## Text shown
[concurrency-interest] ConcurrentHashMap computeIfAbsent

Benjamin Manes ben.manes at gmail.com
Sun Dec 21 18:02:37 EST 2014


>
> A "marker" node inserted just after 1st node (or before 1st node?) in
> bucket and later removed. This would mean three additional volatile writes
> though (next field is volatile). Not to mention what to do when nodes are
> forming a tree (yes, that's possible).


Yes, but since writes are done in a synchronized block, the extra writes
could piggyback their visibility on exiting that block.

But currently the skipping detection is designed by checking the hash field
> which is final.


Yes, and so this would incur an additional volatile read during writes only
if the hash and key checks passed, and a read per value node on full
traversal operations. The common case of lock free per-entry reads would be
unaffected.

On Sun, Dec 21, 2014 at 2:48 PM, Peter Levart <peter.levart at gmail.com>
wrote:

>
> On 12/21/2014 10:20 PM, Benjamin Manes wrote:
>
> Thanks Peter,
>
>  I don't think compute() changes my suggestion. If the bucket count is
> larger than one, then I was suggesting inserting a regular Node with a null
> value that is updated when the mapping function completes successfully.
>
>
> You mean "a Node that is *removed*" when computation ends. Yes, as I said,
> that is a possibility. A "marker" node inserted just after 1st node (or
> before 1st node?) in bucket and later removed. This would mean three
> additional volatile writes though (next field is volatile). Not to mention
> what to do when nodes are forming a tree (yes, that's possible).
>
>  The node is scavenged when the computation fails, but since we know the
> instance that extra scan should be cheap. By updating a regular node I had
> hoped one could avoid garbage in the common case.
>
>
> If common case was inserting, then perhaps, yes. But currently the
> skipping detection is designed by checking the hash field which is final.

Image point grounding data:
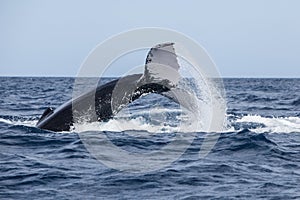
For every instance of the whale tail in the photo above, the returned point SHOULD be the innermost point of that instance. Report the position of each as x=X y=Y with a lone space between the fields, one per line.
x=162 y=66
x=160 y=76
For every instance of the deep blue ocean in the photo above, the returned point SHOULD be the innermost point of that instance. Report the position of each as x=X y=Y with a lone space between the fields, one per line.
x=257 y=157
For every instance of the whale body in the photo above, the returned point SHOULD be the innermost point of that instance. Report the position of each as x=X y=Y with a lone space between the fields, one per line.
x=108 y=99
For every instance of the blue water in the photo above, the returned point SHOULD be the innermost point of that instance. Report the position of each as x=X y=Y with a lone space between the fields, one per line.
x=257 y=157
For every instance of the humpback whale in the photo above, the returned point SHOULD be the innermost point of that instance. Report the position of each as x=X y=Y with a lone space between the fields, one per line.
x=160 y=76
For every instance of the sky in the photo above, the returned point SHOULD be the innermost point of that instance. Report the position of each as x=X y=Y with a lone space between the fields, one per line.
x=250 y=38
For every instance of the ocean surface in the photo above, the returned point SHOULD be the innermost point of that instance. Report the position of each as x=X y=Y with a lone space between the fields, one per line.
x=257 y=156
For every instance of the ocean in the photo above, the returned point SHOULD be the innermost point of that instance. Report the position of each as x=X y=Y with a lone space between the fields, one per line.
x=256 y=157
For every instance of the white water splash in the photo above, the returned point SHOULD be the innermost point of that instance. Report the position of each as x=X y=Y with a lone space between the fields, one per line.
x=273 y=125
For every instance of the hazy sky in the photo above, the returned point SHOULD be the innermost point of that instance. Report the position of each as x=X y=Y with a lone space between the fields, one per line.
x=251 y=38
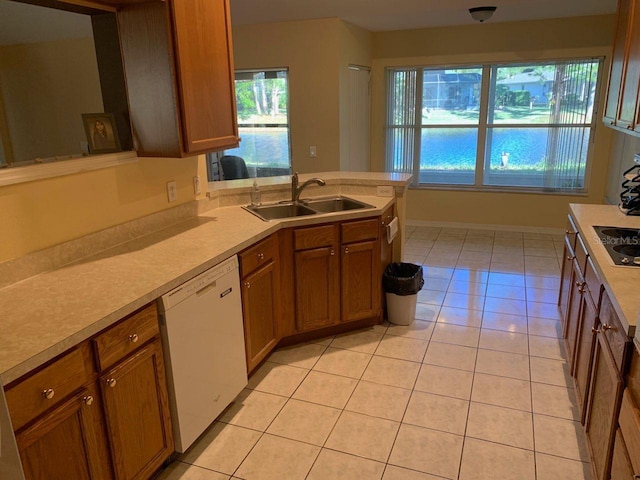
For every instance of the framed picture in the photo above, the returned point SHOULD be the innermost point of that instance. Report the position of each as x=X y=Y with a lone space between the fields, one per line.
x=101 y=131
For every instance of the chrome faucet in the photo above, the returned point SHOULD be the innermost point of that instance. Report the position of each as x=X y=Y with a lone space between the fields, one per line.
x=296 y=191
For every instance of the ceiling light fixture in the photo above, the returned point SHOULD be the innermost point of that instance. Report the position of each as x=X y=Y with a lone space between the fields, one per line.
x=482 y=13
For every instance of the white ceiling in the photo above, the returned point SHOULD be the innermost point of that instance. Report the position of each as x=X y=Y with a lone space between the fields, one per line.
x=382 y=15
x=22 y=23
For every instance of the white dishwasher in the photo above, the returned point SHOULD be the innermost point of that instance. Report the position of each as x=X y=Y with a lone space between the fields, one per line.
x=203 y=340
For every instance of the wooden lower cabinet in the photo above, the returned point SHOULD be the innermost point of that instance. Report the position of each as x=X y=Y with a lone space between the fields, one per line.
x=621 y=468
x=75 y=422
x=572 y=318
x=360 y=285
x=584 y=351
x=260 y=308
x=604 y=402
x=137 y=413
x=565 y=280
x=317 y=285
x=68 y=442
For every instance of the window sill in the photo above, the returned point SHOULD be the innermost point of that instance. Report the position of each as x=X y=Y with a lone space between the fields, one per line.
x=40 y=171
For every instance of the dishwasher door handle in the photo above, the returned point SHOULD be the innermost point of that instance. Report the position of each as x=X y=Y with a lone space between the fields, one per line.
x=206 y=288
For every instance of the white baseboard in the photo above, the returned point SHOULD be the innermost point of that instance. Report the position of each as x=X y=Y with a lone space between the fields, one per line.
x=477 y=226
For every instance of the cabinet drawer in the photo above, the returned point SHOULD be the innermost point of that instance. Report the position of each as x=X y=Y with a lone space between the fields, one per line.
x=258 y=255
x=593 y=283
x=359 y=230
x=122 y=339
x=314 y=237
x=581 y=254
x=629 y=422
x=612 y=328
x=47 y=388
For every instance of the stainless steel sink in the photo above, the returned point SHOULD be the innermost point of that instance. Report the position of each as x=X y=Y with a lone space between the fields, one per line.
x=335 y=204
x=279 y=210
x=306 y=207
x=622 y=244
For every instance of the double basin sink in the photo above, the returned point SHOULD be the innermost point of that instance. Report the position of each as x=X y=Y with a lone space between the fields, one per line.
x=302 y=208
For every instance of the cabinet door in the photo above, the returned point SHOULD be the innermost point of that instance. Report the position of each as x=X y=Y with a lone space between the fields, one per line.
x=616 y=72
x=573 y=313
x=68 y=442
x=261 y=312
x=361 y=282
x=604 y=404
x=565 y=280
x=204 y=60
x=317 y=282
x=621 y=468
x=137 y=413
x=584 y=351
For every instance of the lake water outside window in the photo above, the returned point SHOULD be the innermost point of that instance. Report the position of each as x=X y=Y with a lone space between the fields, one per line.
x=262 y=99
x=523 y=126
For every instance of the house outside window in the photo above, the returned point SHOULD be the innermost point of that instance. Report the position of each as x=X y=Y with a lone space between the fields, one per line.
x=526 y=127
x=262 y=99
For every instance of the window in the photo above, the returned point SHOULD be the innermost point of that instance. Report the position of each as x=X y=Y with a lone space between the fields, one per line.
x=522 y=126
x=262 y=99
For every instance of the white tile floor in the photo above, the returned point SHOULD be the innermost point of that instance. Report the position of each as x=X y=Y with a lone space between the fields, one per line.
x=475 y=389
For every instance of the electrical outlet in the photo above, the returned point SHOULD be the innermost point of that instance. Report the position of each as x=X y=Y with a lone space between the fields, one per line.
x=172 y=191
x=384 y=191
x=196 y=185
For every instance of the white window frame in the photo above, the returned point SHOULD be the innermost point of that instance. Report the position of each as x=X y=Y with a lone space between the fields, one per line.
x=483 y=126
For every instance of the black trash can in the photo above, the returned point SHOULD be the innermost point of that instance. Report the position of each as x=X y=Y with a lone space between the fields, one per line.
x=402 y=282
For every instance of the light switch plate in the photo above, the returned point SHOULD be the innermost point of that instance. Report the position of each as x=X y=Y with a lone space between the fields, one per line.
x=172 y=191
x=384 y=191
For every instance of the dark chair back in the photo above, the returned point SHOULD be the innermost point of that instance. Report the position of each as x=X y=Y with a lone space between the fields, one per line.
x=233 y=167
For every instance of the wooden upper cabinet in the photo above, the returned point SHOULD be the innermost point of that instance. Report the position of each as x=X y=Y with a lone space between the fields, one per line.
x=178 y=64
x=616 y=71
x=205 y=67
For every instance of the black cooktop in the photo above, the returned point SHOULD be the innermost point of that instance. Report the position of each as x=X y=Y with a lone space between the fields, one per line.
x=622 y=244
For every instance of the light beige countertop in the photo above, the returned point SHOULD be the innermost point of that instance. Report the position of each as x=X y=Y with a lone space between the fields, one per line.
x=44 y=315
x=621 y=282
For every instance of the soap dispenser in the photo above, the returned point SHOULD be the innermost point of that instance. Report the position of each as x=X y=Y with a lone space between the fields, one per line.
x=256 y=196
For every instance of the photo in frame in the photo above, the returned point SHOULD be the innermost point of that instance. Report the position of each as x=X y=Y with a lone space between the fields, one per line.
x=101 y=132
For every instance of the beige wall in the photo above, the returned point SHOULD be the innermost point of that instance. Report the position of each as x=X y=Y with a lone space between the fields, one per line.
x=40 y=214
x=310 y=50
x=45 y=89
x=355 y=49
x=519 y=41
x=623 y=148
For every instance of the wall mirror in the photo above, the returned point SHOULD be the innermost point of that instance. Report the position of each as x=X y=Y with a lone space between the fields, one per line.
x=57 y=62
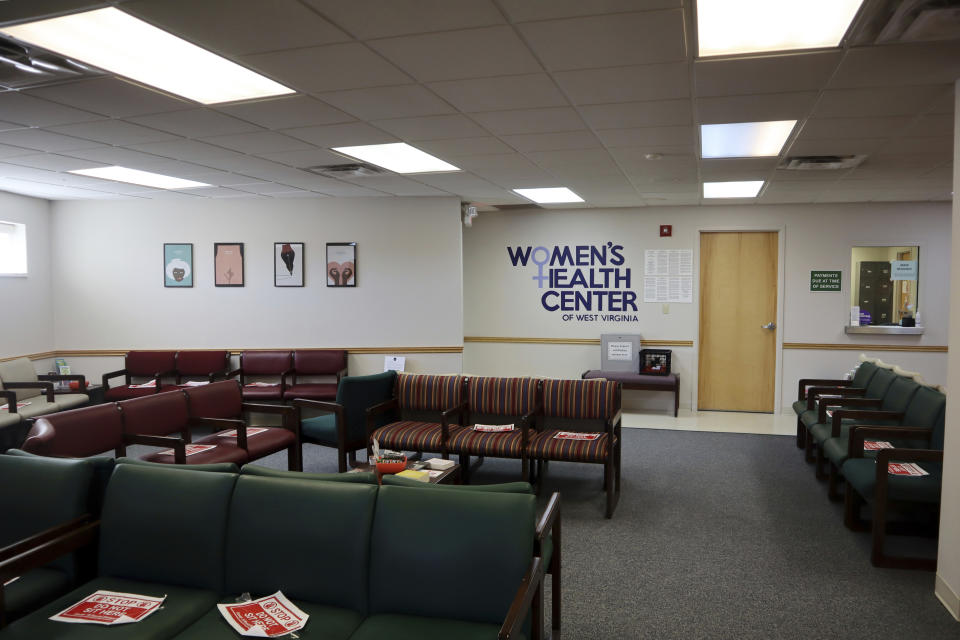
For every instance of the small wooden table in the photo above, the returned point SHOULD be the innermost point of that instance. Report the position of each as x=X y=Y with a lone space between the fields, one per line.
x=642 y=382
x=447 y=476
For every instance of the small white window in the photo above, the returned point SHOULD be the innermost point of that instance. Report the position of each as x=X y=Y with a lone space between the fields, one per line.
x=13 y=249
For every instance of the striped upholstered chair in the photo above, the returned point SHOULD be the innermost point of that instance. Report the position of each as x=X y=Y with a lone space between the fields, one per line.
x=581 y=406
x=496 y=401
x=423 y=407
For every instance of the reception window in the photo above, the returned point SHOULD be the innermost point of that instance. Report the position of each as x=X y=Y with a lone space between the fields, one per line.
x=884 y=283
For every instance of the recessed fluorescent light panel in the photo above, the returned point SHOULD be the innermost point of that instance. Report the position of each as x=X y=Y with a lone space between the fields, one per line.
x=729 y=27
x=746 y=189
x=744 y=139
x=398 y=157
x=119 y=43
x=549 y=195
x=135 y=176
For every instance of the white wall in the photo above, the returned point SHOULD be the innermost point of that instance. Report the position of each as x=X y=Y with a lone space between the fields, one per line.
x=503 y=300
x=26 y=309
x=948 y=563
x=108 y=285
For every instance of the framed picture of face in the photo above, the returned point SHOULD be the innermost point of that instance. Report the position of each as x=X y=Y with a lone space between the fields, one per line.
x=341 y=264
x=288 y=264
x=228 y=264
x=177 y=264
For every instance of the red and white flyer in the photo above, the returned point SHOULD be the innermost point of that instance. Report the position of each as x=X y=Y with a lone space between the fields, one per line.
x=191 y=449
x=110 y=607
x=493 y=428
x=905 y=469
x=251 y=431
x=266 y=617
x=575 y=435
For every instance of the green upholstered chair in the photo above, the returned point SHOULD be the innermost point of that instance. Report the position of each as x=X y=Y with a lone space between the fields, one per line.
x=39 y=496
x=809 y=389
x=161 y=533
x=321 y=561
x=868 y=482
x=925 y=409
x=344 y=426
x=487 y=537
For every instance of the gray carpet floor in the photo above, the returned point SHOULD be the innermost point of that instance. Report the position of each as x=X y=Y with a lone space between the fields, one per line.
x=717 y=535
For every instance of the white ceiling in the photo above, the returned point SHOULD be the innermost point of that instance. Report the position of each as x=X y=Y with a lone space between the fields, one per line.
x=518 y=93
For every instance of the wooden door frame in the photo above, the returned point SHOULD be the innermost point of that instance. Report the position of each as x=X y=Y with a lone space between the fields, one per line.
x=780 y=230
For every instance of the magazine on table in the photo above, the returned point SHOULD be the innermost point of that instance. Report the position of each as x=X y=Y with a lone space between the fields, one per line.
x=110 y=607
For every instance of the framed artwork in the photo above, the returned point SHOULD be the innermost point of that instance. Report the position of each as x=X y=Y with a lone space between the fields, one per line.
x=341 y=264
x=177 y=264
x=228 y=264
x=288 y=264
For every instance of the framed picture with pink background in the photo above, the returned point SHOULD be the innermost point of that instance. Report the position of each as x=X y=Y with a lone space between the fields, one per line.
x=341 y=264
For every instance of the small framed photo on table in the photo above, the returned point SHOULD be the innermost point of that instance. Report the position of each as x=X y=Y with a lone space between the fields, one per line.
x=341 y=264
x=177 y=264
x=228 y=264
x=288 y=264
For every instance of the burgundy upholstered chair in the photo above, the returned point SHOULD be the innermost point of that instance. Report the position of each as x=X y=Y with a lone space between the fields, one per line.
x=203 y=366
x=141 y=367
x=330 y=364
x=162 y=420
x=263 y=374
x=220 y=405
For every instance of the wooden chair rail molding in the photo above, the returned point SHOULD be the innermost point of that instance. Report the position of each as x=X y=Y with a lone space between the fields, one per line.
x=67 y=353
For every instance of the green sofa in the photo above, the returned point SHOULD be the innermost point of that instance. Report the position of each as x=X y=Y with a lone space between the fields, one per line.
x=363 y=561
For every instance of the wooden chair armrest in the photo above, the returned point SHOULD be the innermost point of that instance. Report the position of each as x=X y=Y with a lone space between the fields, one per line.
x=38 y=556
x=522 y=601
x=177 y=444
x=46 y=386
x=18 y=547
x=859 y=432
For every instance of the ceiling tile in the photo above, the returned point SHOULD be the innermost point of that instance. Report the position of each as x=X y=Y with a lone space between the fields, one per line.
x=388 y=102
x=258 y=143
x=330 y=68
x=341 y=135
x=671 y=136
x=529 y=10
x=312 y=157
x=767 y=107
x=374 y=19
x=464 y=147
x=194 y=123
x=530 y=121
x=638 y=114
x=25 y=110
x=899 y=64
x=832 y=128
x=607 y=41
x=111 y=97
x=499 y=94
x=237 y=27
x=112 y=132
x=286 y=112
x=43 y=140
x=453 y=55
x=772 y=74
x=553 y=141
x=432 y=127
x=626 y=84
x=876 y=101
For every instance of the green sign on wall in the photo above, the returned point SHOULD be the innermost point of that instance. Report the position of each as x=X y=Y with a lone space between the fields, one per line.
x=825 y=281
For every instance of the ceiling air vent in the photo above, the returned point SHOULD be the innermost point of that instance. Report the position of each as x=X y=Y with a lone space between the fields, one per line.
x=352 y=170
x=821 y=163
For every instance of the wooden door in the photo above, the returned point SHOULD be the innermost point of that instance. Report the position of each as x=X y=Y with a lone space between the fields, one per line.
x=738 y=312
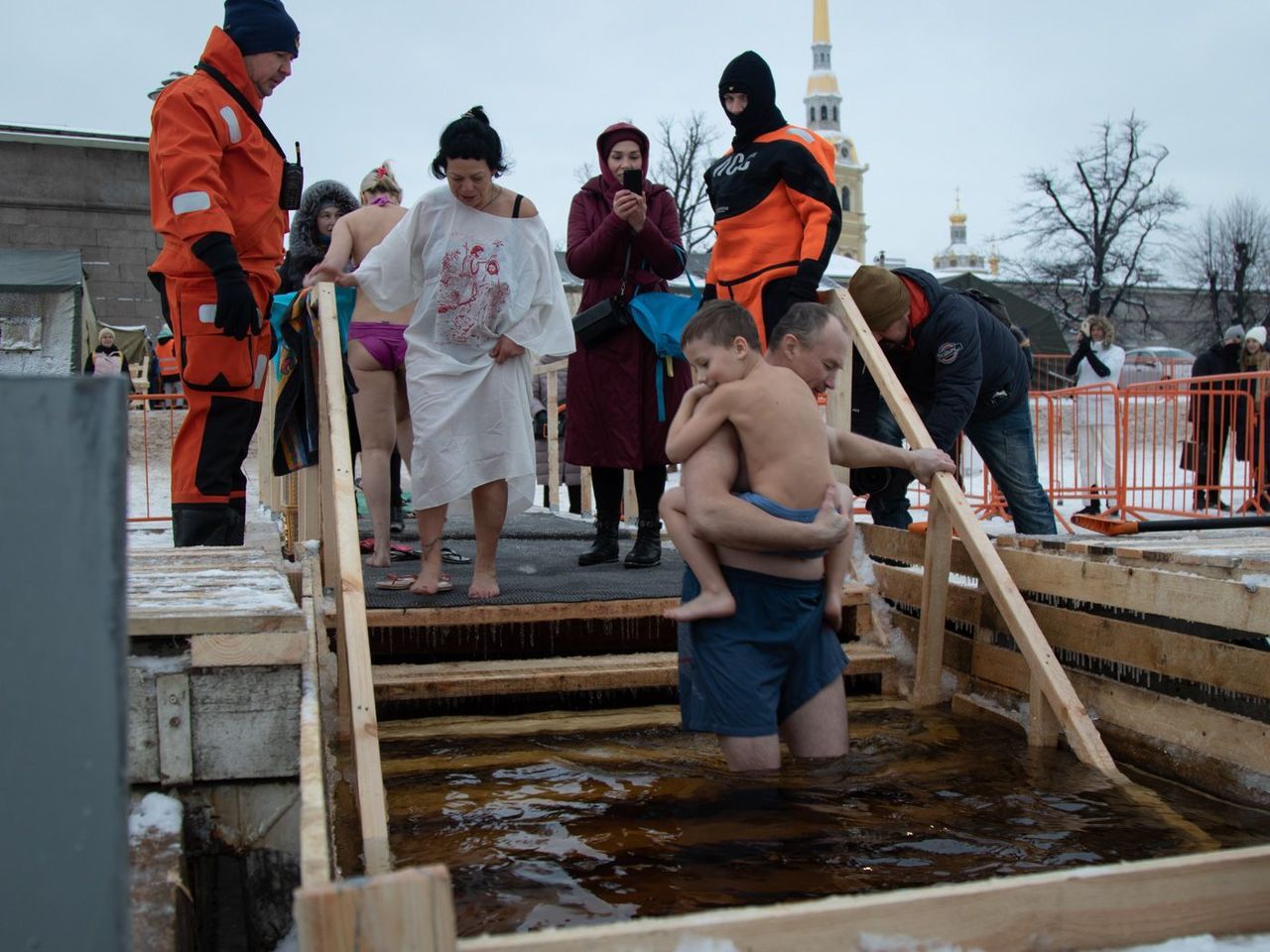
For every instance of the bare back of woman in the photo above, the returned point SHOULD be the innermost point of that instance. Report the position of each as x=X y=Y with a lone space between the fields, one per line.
x=376 y=352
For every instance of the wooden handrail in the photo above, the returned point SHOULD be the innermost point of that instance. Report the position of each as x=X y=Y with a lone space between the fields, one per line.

## Problem
Please reproduce the ConcurrentHashMap computeIfAbsent post above in full, word for word.

## Output for this task
[concurrency-interest] ConcurrentHashMap computeIfAbsent

Benjamin Manes ben.manes at gmail.com
Sun Dec 21 18:02:37 EST 2014


>
> A "marker" node inserted just after 1st node (or before 1st node?) in
> bucket and later removed. This would mean three additional volatile writes
> though (next field is volatile). Not to mention what to do when nodes are
> forming a tree (yes, that's possible).


Yes, but since writes are done in a synchronized block, the extra writes
could piggyback their visibility on exiting that block.

But currently the skipping detection is designed by checking the hash field
> which is final.


Yes, and so this would incur an additional volatile read during writes only
if the hash and key checks passed, and a read per value node on full
traversal operations. The common case of lock free per-entry reads would be
unaffected.

On Sun, Dec 21, 2014 at 2:48 PM, Peter Levart <peter.levart at gmail.com>
wrote:

>
> On 12/21/2014 10:20 PM, Benjamin Manes wrote:
>
> Thanks Peter,
>
>  I don't think compute() changes my suggestion. If the bucket count is
> larger than one, then I was suggesting inserting a regular Node with a null
> value that is updated when the mapping function completes successfully.
>
>
> You mean "a Node that is *removed*" when computation ends. Yes, as I said,
> that is a possibility. A "marker" node inserted just after 1st node (or
> before 1st node?) in bucket and later removed. This would mean three
> additional volatile writes though (next field is volatile). Not to mention
> what to do when nodes are forming a tree (yes, that's possible).
>
>  The node is scavenged when the computation fails, but since we know the
> instance that extra scan should be cheap. By updating a regular node I had
> hoped one could avoid garbage in the common case.
>
>
> If common case was inserting, then perhaps, yes. But currently the
> skipping detection is designed by checking the hash field which is final.